◆ Your task
Which lines in the rows below contain the word "every"? Pull out each of them in full.

◆ Dataset entries
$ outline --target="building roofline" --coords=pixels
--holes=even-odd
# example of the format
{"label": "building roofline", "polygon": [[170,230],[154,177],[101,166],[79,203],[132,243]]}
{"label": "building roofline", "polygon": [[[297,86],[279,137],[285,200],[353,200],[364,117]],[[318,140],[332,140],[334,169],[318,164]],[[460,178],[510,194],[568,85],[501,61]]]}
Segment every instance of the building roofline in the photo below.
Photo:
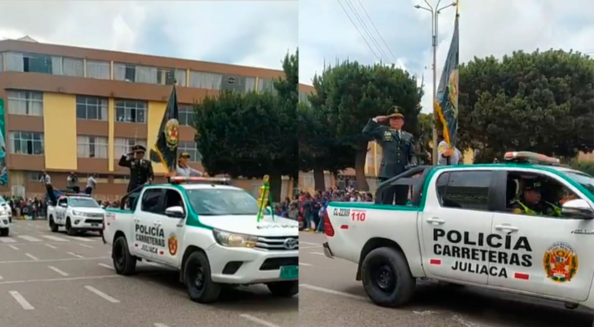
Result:
{"label": "building roofline", "polygon": [[[12,49],[11,49],[12,48],[12,46],[16,46],[16,47],[17,48],[17,49],[12,50]],[[55,49],[62,50],[62,51],[58,51],[58,52],[64,52],[65,51],[72,51],[72,50],[74,50],[74,51],[72,51],[72,52],[75,52],[75,53],[88,52],[98,52],[99,53],[101,53],[101,54],[103,54],[104,55],[106,55],[106,56],[120,56],[121,57],[121,56],[122,56],[122,55],[128,55],[128,56],[135,56],[135,57],[137,57],[137,58],[138,58],[138,59],[147,59],[148,61],[150,61],[150,62],[154,61],[156,60],[156,61],[162,61],[162,60],[163,60],[163,61],[177,61],[177,62],[181,62],[181,63],[185,63],[185,64],[187,64],[187,65],[188,65],[188,66],[195,65],[197,64],[206,64],[206,65],[219,65],[219,66],[221,66],[222,67],[227,67],[227,68],[240,68],[240,69],[244,68],[244,69],[250,69],[250,70],[251,70],[251,69],[255,69],[255,70],[260,70],[260,71],[269,71],[270,73],[277,73],[277,74],[280,73],[280,74],[284,74],[284,71],[283,70],[275,70],[275,69],[267,68],[263,68],[263,67],[255,67],[245,66],[245,65],[235,65],[235,64],[226,64],[226,63],[221,63],[221,62],[212,62],[212,61],[201,61],[201,60],[192,60],[192,59],[190,59],[179,58],[174,58],[174,57],[169,57],[169,56],[156,56],[156,55],[148,55],[148,54],[140,54],[140,53],[138,53],[138,52],[125,52],[125,51],[113,51],[113,50],[105,50],[105,49],[97,49],[97,48],[85,48],[85,47],[80,47],[80,46],[72,46],[63,45],[55,44],[55,43],[42,43],[42,42],[27,42],[27,41],[20,41],[20,40],[14,40],[14,39],[5,39],[5,40],[0,40],[0,52],[10,51],[29,51],[29,52],[34,52],[34,53],[37,52],[37,53],[42,53],[42,54],[46,54],[46,52],[43,52],[43,51],[39,51],[39,50],[36,50],[36,49],[48,49],[48,52],[51,52],[52,50],[52,48],[55,48]],[[23,50],[23,48],[24,48],[26,50]],[[47,54],[52,55],[52,54],[53,54],[53,53],[49,53],[49,54]],[[55,55],[62,55],[62,56],[68,56],[67,55],[58,54],[55,54]],[[80,56],[77,56],[77,55],[71,55],[73,58],[80,58]],[[93,56],[90,56],[92,57]],[[102,58],[90,58],[90,59],[99,59],[99,60],[104,59],[102,59]],[[116,60],[114,60],[114,61],[116,61]],[[141,61],[144,61],[141,60]],[[135,62],[126,62],[126,63],[134,64]],[[148,65],[148,64],[147,64],[147,65]],[[171,67],[171,68],[175,68],[175,67]]]}

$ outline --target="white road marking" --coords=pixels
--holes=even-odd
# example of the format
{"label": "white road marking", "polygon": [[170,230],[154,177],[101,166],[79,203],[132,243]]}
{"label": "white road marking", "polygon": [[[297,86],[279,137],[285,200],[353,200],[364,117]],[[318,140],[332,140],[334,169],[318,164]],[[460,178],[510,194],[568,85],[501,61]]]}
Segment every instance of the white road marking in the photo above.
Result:
{"label": "white road marking", "polygon": [[40,242],[41,240],[37,238],[37,237],[33,237],[33,236],[29,236],[28,235],[21,235],[18,237],[23,238],[25,241],[29,241],[30,242]]}
{"label": "white road marking", "polygon": [[119,303],[119,300],[116,300],[115,298],[113,298],[113,297],[110,297],[110,296],[106,294],[105,293],[102,292],[101,291],[99,291],[99,290],[97,290],[97,288],[95,288],[94,287],[93,287],[92,286],[89,286],[88,285],[84,285],[84,288],[86,288],[87,290],[89,290],[89,291],[93,292],[93,293],[95,293],[96,294],[100,296],[101,297],[105,298],[105,300],[107,300],[108,301],[111,302],[112,303]]}
{"label": "white road marking", "polygon": [[69,275],[68,275],[68,273],[61,271],[60,269],[54,267],[53,266],[48,266],[48,268],[57,272],[58,273],[59,273],[62,276],[69,276]]}
{"label": "white road marking", "polygon": [[89,237],[81,237],[80,236],[69,236],[71,238],[74,238],[75,240],[79,240],[83,241],[83,242],[94,242],[94,240],[91,240]]}
{"label": "white road marking", "polygon": [[[35,262],[54,262],[56,261],[77,261],[78,260],[99,260],[103,259],[109,259],[109,257],[80,257],[80,258],[66,258],[66,259],[44,259],[35,261]],[[0,263],[28,263],[33,262],[30,260],[13,260],[12,261],[0,261]]]}
{"label": "white road marking", "polygon": [[361,300],[363,301],[369,301],[369,298],[366,297],[356,295],[355,294],[352,294],[350,293],[341,292],[340,291],[334,291],[334,290],[324,288],[323,287],[320,287],[319,286],[314,286],[312,285],[308,285],[307,284],[300,284],[299,287],[304,287],[305,288],[308,288],[309,290],[312,290],[314,291],[319,291],[320,292],[324,292],[326,293],[328,293],[330,294],[341,295],[341,296],[344,296],[345,297],[350,297],[352,298],[356,298],[357,300]]}
{"label": "white road marking", "polygon": [[30,253],[25,253],[25,255],[27,256],[28,256],[28,257],[29,257],[30,258],[31,258],[31,259],[32,259],[33,260],[39,260],[39,258],[36,257],[35,256],[34,256],[34,255],[33,255],[33,254],[31,254]]}
{"label": "white road marking", "polygon": [[43,237],[48,238],[48,240],[51,240],[52,241],[57,241],[58,242],[69,242],[68,240],[65,238],[62,238],[61,237],[58,237],[57,236],[54,236],[53,235],[44,235]]}
{"label": "white road marking", "polygon": [[97,263],[97,265],[99,265],[99,266],[101,266],[102,267],[104,267],[104,268],[108,268],[109,269],[115,270],[115,268],[114,268],[113,267],[112,267],[111,266],[110,266],[109,265],[106,265],[105,263]]}
{"label": "white road marking", "polygon": [[27,302],[27,300],[25,300],[25,298],[23,297],[23,295],[21,295],[18,292],[16,291],[10,291],[8,293],[10,293],[10,295],[12,295],[12,297],[17,300],[17,302],[18,302],[18,304],[23,307],[23,309],[25,310],[33,310],[35,309],[31,305],[30,303]]}
{"label": "white road marking", "polygon": [[266,321],[265,320],[261,319],[257,317],[254,317],[254,316],[250,316],[249,315],[242,314],[239,315],[239,316],[243,318],[245,318],[248,320],[251,320],[253,322],[259,323],[263,326],[266,326],[267,327],[280,327],[278,325],[275,325],[270,322]]}
{"label": "white road marking", "polygon": [[71,256],[75,256],[75,257],[76,257],[77,258],[84,258],[84,257],[83,256],[81,256],[80,254],[77,254],[74,253],[74,252],[67,252],[67,253],[70,254]]}

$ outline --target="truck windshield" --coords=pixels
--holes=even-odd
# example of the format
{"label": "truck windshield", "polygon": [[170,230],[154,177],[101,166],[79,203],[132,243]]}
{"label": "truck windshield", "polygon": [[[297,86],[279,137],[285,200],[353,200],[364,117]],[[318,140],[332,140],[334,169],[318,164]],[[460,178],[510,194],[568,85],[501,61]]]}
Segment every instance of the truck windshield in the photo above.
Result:
{"label": "truck windshield", "polygon": [[257,215],[258,202],[242,190],[188,190],[192,207],[198,215]]}
{"label": "truck windshield", "polygon": [[592,178],[592,176],[587,174],[573,171],[564,171],[563,172],[576,183],[583,186],[590,192],[590,194],[594,195],[594,178]]}
{"label": "truck windshield", "polygon": [[83,207],[99,207],[97,202],[92,199],[71,197],[70,206]]}

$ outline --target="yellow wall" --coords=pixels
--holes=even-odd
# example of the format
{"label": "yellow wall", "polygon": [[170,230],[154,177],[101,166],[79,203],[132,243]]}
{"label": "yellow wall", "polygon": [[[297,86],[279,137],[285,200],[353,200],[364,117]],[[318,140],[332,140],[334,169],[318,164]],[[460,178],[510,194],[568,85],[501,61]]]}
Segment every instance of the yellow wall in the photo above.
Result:
{"label": "yellow wall", "polygon": [[[165,102],[148,102],[148,109],[147,114],[148,117],[147,131],[148,135],[147,136],[147,153],[146,156],[144,157],[145,159],[150,159],[149,157],[150,149],[157,142],[159,128],[161,127],[161,121],[163,120],[166,108],[167,103]],[[153,162],[153,170],[155,174],[165,174],[166,171],[165,167],[159,162]]]}
{"label": "yellow wall", "polygon": [[77,169],[76,97],[43,93],[45,168]]}
{"label": "yellow wall", "polygon": [[113,137],[113,124],[115,122],[115,110],[113,109],[113,99],[109,98],[108,103],[108,168],[109,171],[113,171],[113,161],[115,157],[115,142]]}

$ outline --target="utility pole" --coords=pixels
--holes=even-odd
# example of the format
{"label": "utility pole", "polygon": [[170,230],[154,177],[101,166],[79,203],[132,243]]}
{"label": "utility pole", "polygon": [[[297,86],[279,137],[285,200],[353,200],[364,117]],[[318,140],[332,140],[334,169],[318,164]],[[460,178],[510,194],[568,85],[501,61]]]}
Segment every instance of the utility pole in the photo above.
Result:
{"label": "utility pole", "polygon": [[431,5],[429,4],[427,0],[424,0],[425,3],[426,4],[429,8],[421,7],[419,5],[415,6],[415,8],[417,9],[423,9],[429,11],[431,13],[431,46],[433,48],[433,102],[432,105],[433,106],[433,151],[431,154],[431,161],[433,163],[433,165],[437,165],[437,114],[435,112],[435,103],[437,100],[437,66],[435,65],[435,55],[437,52],[437,33],[439,31],[438,25],[438,17],[439,17],[440,13],[442,10],[446,9],[446,8],[456,5],[456,2],[450,4],[447,6],[444,6],[439,9],[437,9],[440,7],[440,2],[441,0],[438,0],[437,1],[437,4],[435,5],[435,8],[434,8]]}

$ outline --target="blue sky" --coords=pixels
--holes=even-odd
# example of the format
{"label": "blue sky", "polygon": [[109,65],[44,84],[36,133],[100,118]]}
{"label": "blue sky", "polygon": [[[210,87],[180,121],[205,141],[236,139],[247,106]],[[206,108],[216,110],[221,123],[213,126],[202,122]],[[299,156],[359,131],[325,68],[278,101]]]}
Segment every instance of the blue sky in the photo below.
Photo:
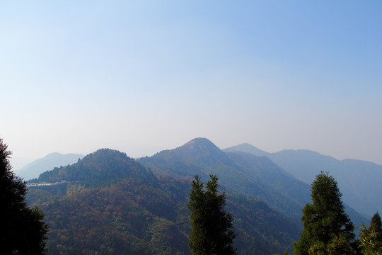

◆ Result of the exercise
Segment every instance of the building roofline in the photo below.
Segment every instance of the white road marking in the photo above.
Segment every instance of the truck windshield in the photo above.
Segment every instance of the yellow wall in the photo above.
Segment every instance of the utility pole in the photo above.
Segment every instance of the blue sky in the photo below.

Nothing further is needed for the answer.